Exercise objective:
Set down the article about UH Manoa's federal microbiome research grant word for word, in full.

Excerpt provided:
* * * * *
MANOA — Small-scale science is about to get a big paycheck.
Researchers at the University of Hawai‘i at Manoa this week were awarded $10.7 million in federal funds, as part of a multi-pronged effort to study microbiomes, the microorganism communities among and inside humans, plants, animals and the environment.
The funds, provided by the National Institutes of Health Centers of Biomedical Research Excellence (COBRE), are set to fund projects aimed at studying microbial impacts on human health, as well as how Hawai‘i’s changing environment and differences in socioeconomic status impact microbiomes.
“We look at everything,” said Joanne Yew, Microbial Genomics and Analytical Laboratory director. “From insects to animal poop, to branches and leaves and plants, swabs, ocean water, everything.”
The grant follows a $10.4 million COBRE grant given to the university in 2019, which jump-started the university’s Integrative Center for Environmental Microbiomes and Human Health and spawned several projects on the connection between environmental microbiomes and human health.
The phase two grant is set to build on its predecessor by funding four related research projects, several of which revolve around drosophilia, more commonly known as the fruit fly.
“Fruit flies allow us to study this infection process of infectious disease — look at how the microbiome responds to infection — to start to understand conceptually what causes the microbiome to be stable or not stable in the face of infection,” said Andrea Jani, an assistant researcher with the UH Manoa Pacific Biosciences Research Center.
* * * * *
Data:
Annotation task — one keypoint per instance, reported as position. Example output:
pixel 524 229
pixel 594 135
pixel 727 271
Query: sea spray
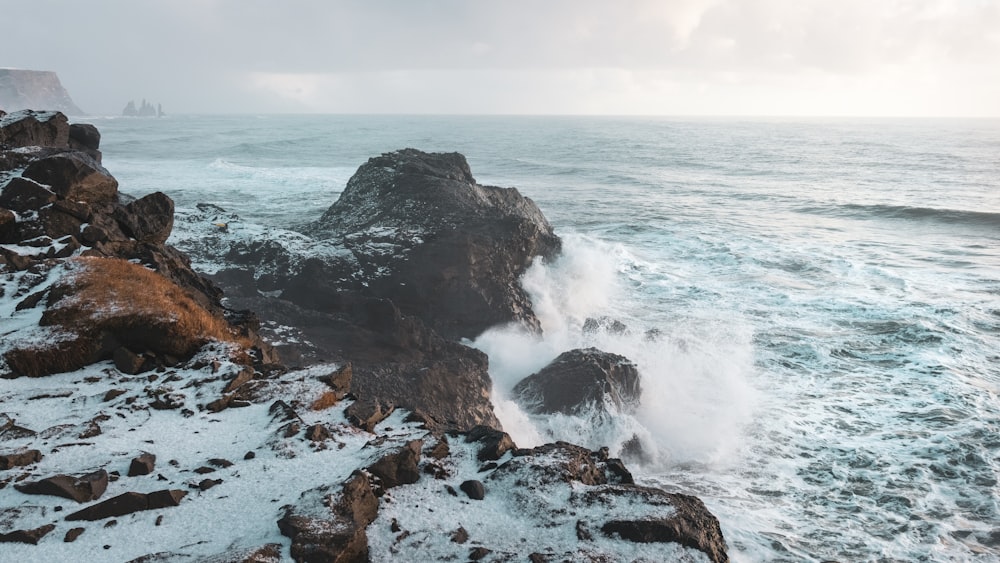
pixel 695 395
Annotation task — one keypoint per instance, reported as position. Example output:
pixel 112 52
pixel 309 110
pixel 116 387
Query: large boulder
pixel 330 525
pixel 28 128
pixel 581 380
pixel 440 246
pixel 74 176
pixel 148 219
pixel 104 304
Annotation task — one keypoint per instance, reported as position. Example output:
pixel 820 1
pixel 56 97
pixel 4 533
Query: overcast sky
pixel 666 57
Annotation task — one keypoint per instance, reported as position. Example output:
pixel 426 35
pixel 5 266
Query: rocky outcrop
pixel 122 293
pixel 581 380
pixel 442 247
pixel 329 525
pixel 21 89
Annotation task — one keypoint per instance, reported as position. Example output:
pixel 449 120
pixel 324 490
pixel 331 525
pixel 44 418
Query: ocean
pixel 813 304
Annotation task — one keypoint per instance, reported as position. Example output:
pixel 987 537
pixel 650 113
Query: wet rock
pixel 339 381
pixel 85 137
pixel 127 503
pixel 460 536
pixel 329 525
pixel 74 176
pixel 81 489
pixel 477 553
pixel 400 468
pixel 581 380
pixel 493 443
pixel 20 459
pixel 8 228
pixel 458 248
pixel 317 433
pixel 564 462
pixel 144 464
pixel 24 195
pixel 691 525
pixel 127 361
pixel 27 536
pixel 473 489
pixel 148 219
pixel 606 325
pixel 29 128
* * * * *
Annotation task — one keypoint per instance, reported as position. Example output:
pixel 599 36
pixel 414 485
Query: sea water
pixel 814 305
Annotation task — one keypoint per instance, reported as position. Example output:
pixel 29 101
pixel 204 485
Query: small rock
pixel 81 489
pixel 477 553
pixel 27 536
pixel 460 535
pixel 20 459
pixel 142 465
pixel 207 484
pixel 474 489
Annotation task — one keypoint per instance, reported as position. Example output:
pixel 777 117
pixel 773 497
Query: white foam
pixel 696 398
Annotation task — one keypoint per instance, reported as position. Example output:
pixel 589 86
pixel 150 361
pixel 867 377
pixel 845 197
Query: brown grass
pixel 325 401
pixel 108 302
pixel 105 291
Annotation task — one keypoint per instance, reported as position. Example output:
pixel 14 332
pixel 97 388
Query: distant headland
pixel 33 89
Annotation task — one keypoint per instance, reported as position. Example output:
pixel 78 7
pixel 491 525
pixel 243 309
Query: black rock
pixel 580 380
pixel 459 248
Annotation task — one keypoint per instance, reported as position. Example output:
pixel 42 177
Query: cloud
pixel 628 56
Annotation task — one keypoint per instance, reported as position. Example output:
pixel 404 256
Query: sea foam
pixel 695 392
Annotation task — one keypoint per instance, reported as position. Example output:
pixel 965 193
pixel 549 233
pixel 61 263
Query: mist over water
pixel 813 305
* * * * *
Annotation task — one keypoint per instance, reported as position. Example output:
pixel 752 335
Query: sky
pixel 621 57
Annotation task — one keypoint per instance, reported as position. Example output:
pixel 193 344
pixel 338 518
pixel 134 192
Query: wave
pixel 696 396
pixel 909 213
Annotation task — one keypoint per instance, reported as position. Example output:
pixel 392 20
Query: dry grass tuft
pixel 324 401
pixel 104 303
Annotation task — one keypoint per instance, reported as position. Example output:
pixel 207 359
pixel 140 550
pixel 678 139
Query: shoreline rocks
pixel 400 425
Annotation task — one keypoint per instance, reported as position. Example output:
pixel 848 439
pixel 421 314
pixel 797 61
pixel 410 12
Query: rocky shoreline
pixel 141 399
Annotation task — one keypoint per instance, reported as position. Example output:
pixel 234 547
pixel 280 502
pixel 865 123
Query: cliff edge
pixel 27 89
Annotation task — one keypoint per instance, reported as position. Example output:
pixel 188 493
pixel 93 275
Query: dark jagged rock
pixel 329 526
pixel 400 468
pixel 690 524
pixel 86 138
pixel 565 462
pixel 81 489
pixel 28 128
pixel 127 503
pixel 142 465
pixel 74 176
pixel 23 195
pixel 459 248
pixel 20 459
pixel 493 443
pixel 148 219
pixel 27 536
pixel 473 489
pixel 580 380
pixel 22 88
* * * * *
Problem solution:
MANOA — Small-scale science is about to get a big paycheck.
Researchers at the University of Hawai‘i at Manoa this week were awarded $10.7 million in federal funds, as part of a multi-pronged effort to study microbiomes, the microorganism communities among and inside humans, plants, animals and the environment.
The funds, provided by the National Institutes of Health Centers of Biomedical Research Excellence (COBRE), are set to fund projects aimed at studying microbial impacts on human health, as well as how Hawai‘i’s changing environment and differences in socioeconomic status impact microbiomes.
“We look at everything,” said Joanne Yew, Microbial Genomics and Analytical Laboratory director. “From insects to animal poop, to branches and leaves and plants, swabs, ocean water, everything.”
The grant follows a $10.4 million COBRE grant given to the university in 2019, which jump-started the university’s Integrative Center for Environmental Microbiomes and Human Health and spawned several projects on the connection between environmental microbiomes and human health.
The phase two grant is set to build on its predecessor by funding four related research projects, several of which revolve around drosophilia, more commonly known as the fruit fly.
“Fruit flies allow us to study this infection process of infectious disease — look at how the microbiome responds to infection — to start to understand conceptually what causes the microbiome to be stable or not stable in the face of infection,” said Andrea Jani, an assistant researcher with the UH Manoa Pacific Biosciences Research Center.